- Document segment -
# 31 Rqs On The Way!



## brutecamo (Apr 2, 2008)

Sold the 28 BHS this spring and have a deposit down on a 31 RQS with Marci @ Lakeshore.
We opted for the non "LE" version after hearing about the power awning. In neogiating with Marci were getting the Aluminum Wheels, Fantastic Fan and TV. Also added the Power Jack, 1000lb Equalizer Hitch and the screens (backside of fridge access etc). Debating on the Vent Mates and waiting for more info on the tank flush system they offer. What am I missing? any must haves that I should include at Purchase Time?
Thanks


----------



## wolfwood (Sep 19, 2005)

brutecamo said:


> Sold the 28 BHS this spring and have a deposit down on a 31 RQS with Marci @ Lakeshore.
> We opted for the non "LE" version after hearing about the power awning. In neogiating with Marci were getting the Aluminum Wheels, Fantastic Fan and TV. Also added the Power Jack, 1000lb Equalizer Hitch and the screens (backside of fridge access etc). Debating on the Vent Mates and waiting for more info on the tank flush system they offer. What am I missing? any must haves that I should include at Purchase Time?
> Thanks


WELCOME & Congratulations!!!! Sounds like a nice package being put together. I'd absolutely go with a flush system and add covers to all the vents. All other pieces/parts can easily be added after the fact (well - so can the vent covers...but, in my book, they're a 'MUST HAVE") Where are you? When do you pick her up?


----------



## Oregon_Camper (Sep 13, 2004)

- Listed records -
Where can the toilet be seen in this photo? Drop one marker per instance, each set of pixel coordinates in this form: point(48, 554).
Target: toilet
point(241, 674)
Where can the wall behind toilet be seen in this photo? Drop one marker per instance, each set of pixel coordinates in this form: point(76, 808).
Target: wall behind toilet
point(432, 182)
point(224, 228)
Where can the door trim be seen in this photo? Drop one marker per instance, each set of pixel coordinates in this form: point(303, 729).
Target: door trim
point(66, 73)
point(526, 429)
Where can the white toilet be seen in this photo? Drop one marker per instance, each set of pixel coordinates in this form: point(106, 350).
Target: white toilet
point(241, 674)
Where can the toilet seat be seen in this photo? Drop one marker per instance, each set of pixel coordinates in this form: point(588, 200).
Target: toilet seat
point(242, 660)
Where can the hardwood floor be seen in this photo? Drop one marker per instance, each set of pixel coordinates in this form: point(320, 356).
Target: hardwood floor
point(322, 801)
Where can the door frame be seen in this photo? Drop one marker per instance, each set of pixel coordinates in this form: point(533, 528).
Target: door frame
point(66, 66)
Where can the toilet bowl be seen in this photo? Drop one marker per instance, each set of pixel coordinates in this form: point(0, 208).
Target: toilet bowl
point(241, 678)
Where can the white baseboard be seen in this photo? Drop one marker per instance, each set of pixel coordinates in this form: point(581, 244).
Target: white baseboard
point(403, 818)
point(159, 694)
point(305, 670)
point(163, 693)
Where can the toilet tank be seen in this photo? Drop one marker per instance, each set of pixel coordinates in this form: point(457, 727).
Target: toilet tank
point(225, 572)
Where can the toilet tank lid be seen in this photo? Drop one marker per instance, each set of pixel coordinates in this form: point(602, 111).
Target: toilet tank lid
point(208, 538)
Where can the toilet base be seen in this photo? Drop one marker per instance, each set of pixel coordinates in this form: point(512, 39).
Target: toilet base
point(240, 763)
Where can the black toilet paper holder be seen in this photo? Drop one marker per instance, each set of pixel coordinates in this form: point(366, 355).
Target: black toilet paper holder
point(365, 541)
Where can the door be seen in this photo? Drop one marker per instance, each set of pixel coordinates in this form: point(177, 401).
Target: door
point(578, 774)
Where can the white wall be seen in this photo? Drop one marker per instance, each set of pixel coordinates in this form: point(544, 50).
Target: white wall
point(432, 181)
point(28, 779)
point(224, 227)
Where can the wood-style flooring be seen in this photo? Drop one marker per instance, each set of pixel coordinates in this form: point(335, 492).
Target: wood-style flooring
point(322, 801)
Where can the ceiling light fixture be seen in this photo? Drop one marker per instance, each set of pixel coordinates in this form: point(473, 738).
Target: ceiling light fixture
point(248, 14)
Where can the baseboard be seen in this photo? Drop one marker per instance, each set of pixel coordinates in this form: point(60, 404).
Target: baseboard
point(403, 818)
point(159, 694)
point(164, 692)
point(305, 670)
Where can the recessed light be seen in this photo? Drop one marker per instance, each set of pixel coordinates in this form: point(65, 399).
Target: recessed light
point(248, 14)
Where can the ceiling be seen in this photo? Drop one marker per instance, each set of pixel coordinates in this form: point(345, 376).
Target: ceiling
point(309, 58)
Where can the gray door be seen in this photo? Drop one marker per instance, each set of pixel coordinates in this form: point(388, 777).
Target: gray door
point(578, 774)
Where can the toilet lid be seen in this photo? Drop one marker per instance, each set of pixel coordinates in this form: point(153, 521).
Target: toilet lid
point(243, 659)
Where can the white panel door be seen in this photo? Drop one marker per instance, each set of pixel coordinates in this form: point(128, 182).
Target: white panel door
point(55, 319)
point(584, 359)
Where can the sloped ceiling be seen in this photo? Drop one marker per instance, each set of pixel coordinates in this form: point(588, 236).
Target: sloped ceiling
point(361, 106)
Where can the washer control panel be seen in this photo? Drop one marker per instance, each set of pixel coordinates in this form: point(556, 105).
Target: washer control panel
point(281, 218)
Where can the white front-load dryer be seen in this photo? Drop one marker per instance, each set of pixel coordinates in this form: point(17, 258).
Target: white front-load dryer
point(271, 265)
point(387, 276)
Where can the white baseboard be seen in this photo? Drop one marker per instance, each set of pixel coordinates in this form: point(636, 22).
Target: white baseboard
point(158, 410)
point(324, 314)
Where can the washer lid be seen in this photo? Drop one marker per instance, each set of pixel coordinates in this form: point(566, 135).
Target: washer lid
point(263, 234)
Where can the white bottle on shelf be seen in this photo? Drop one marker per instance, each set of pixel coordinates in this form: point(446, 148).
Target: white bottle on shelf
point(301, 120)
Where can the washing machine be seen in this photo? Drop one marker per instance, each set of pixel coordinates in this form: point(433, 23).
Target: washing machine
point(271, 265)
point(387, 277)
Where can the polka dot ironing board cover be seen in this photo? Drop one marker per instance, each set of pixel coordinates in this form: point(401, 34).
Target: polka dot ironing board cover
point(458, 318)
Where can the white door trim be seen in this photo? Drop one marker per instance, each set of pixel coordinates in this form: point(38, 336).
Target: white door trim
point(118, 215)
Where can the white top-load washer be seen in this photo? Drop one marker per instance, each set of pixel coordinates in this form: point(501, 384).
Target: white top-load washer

- Directive 1 -
Write out the 31 RQS thread word for word, from "## brutecamo (Apr" to "(Sep 19, 2005)".
- Directive 2 -
Pick up the 31 RQS thread where it stops and write what comes next.

- Task output 1 -
## brutecamo (Apr 2, 2008)

Sold the 28 BHS this spring and have a deposit down on a 31 RQS with Marci @ Lakeshore.
We opted for the non "LE" version after hearing about the power awning. In neogiating with Marci were getting the Aluminum Wheels, Fantastic Fan and TV. Also added the Power Jack, 1000lb Equalizer Hitch and the screens (backside of fridge access etc). Debating on the Vent Mates and waiting for more info on the tank flush system they offer. What am I missing? any must haves that I should include at Purchase Time?
Thanks


----------



## wolfwood (Sep 19, 2005)

- Task output 2 -
Think I saw CamperAndy post a message on how loud the water pump was. You might consider having them install or you install an accumulator tank.

How about a hitch for the back of the Outback?

also...check out this thread started by CamperLouise....great info for your Outback.

http://www.outbackers.com/forums/index.php...mp;#entry280215


----------



## Camper Louise (Aug 7, 2004)

We just got our 31 RQS LE home last Sunday (3/30/08)...Purchased from Marci at Lakeshore (2/4/08).

CamperAndy (my husband) purchased the vent covers while there but noticed after he got on the road that they were not MaxxAir, they seem OK but just in case you have the option to get THE brand.

Have them reinforce the wheel well on the slide side. Andy said that was flapping in the wind on the drive home.

Our tire cover flew off within 30 miles of Lakeshore RV. Not a great design.

We plan on installing an outside shower on the slide side and so he purchased the hardware while there.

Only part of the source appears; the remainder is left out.